### [The problem]
Could you rewrite the data below so that every "keypoint" is renamed to "marker", with nothing else changed?

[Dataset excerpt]
########################################
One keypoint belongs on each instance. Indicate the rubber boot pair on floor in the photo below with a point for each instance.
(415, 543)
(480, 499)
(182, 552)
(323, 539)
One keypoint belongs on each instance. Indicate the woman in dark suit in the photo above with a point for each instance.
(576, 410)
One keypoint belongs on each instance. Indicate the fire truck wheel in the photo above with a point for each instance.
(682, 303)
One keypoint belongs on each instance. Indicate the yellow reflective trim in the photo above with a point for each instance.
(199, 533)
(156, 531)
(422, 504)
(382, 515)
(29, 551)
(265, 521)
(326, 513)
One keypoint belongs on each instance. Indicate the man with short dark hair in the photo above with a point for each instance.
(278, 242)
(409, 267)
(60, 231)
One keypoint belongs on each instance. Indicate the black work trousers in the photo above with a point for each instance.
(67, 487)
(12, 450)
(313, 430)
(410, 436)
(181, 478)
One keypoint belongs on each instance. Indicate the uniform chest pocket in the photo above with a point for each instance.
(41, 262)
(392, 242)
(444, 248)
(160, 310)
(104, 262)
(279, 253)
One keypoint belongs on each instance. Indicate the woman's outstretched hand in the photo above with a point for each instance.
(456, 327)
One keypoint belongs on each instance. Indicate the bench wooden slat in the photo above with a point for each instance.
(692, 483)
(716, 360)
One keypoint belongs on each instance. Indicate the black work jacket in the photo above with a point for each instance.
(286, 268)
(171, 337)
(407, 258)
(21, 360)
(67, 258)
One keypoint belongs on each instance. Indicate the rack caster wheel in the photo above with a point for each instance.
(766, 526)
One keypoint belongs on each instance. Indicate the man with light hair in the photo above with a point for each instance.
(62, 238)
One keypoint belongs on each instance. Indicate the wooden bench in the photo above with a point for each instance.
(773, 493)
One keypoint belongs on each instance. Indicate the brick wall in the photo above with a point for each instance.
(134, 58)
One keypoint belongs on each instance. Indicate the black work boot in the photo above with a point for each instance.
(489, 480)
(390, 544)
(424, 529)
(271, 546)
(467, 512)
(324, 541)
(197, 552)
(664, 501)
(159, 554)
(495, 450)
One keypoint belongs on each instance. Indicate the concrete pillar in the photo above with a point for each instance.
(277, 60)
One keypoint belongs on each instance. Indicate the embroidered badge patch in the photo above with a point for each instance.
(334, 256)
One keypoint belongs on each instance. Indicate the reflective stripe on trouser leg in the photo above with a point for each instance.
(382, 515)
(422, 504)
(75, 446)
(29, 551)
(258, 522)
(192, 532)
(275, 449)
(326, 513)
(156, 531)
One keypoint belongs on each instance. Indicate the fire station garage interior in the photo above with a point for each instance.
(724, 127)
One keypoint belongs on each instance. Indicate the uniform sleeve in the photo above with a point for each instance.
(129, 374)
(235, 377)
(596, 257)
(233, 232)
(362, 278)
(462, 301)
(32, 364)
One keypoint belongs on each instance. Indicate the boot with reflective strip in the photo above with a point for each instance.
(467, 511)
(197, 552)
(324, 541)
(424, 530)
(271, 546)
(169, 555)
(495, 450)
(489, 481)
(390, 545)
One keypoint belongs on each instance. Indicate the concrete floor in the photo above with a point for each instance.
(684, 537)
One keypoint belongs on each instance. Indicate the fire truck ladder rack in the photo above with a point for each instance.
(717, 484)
########################################
### [Solution for this task]
One marker belongs on each instance. Indicate the rubber boot pair on floor in the photo below with a point for each instance.
(415, 543)
(480, 499)
(182, 552)
(323, 539)
One marker belongs on each instance. Indicate the woman in dark suit in the photo above with a point for each instance.
(576, 410)
One marker belongs on each instance. Indicate the fire truck wheel in the photo above with a point for each instance.
(682, 303)
One marker belongs on each instance. Indicate the yellow reflective trim in the photo above with a point for each instance.
(199, 533)
(156, 531)
(422, 504)
(382, 515)
(29, 551)
(265, 521)
(326, 513)
One marker belongs on each instance. Indicate the man with short dark hair in the photo above with a point for each instance.
(278, 242)
(409, 267)
(60, 231)
One marker belongs on each instance. Indicate the black work trousers in the photo above with a point for each instance.
(67, 487)
(12, 450)
(313, 430)
(410, 436)
(181, 478)
One marker belongs on each instance. Indicate the uniform chest pocket in the photo above with a point for each instance.
(41, 262)
(392, 242)
(444, 248)
(160, 310)
(104, 262)
(279, 253)
One marker belongs on each instance. Indicate the woman's outstretched hand in the photo above with a point for each instance.
(456, 327)
One marker belongs on each instance. Indicate the bench wooden slat in the photo above with a point for each instance.
(692, 483)
(716, 360)
One marker belongs on each instance. Indicate the black work jacket in the photo above with a point for each instance.
(286, 268)
(171, 337)
(407, 258)
(21, 360)
(67, 258)
One marker belongs on each instance. Indicate the rack caster wheel in the photo above with a point for each instance.
(766, 526)
One marker belongs on each instance. Indicate the man with light hair in the photo above with a point for each instance.
(62, 238)
One marker belongs on each instance. Indicate the wooden bench in the photo above with a point for each instance.
(773, 493)
One marker belongs on each instance. Indicate the brick wall in the photo above with a point for each instance.
(134, 58)
One marker belongs on each instance. Indicate the black work boot in the photo above with a point for each instance.
(489, 480)
(390, 544)
(424, 529)
(271, 546)
(467, 512)
(324, 541)
(197, 552)
(664, 501)
(159, 554)
(495, 450)
One marker belongs on each instance. Indicate the concrete pillar in the photo above with a point for each instance.
(277, 60)
One marker belongs on each instance. Indicate the embroidered badge patch in the photo above with a point for each instance.
(334, 256)
One marker belongs on each instance. Indicate the reflective stripe on trouser leg in the photo above with a point for each instance.
(382, 515)
(422, 504)
(75, 446)
(29, 551)
(258, 522)
(192, 532)
(275, 449)
(326, 513)
(156, 531)
One marker belongs on each instance. Indicate the fire station garage interior in the photo above with a point for each instance.
(724, 127)
One marker belongs on each instance. Indicate the uniform sleeve in the photo above with a point for each instance.
(129, 374)
(235, 377)
(596, 257)
(233, 232)
(362, 278)
(462, 301)
(32, 364)
One marker belongs on each instance. Indicate the boot with reflective strip in the photo above with a point for each instance.
(467, 511)
(197, 552)
(324, 541)
(424, 530)
(271, 546)
(169, 555)
(495, 450)
(489, 481)
(390, 545)
One marker belongs on each instance. Indicate the concrete floor in the photo above with a point for each instance.
(684, 537)
One marker belongs on each instance. Indicate the fire truck ladder rack in the photo above with a point for each instance.
(717, 484)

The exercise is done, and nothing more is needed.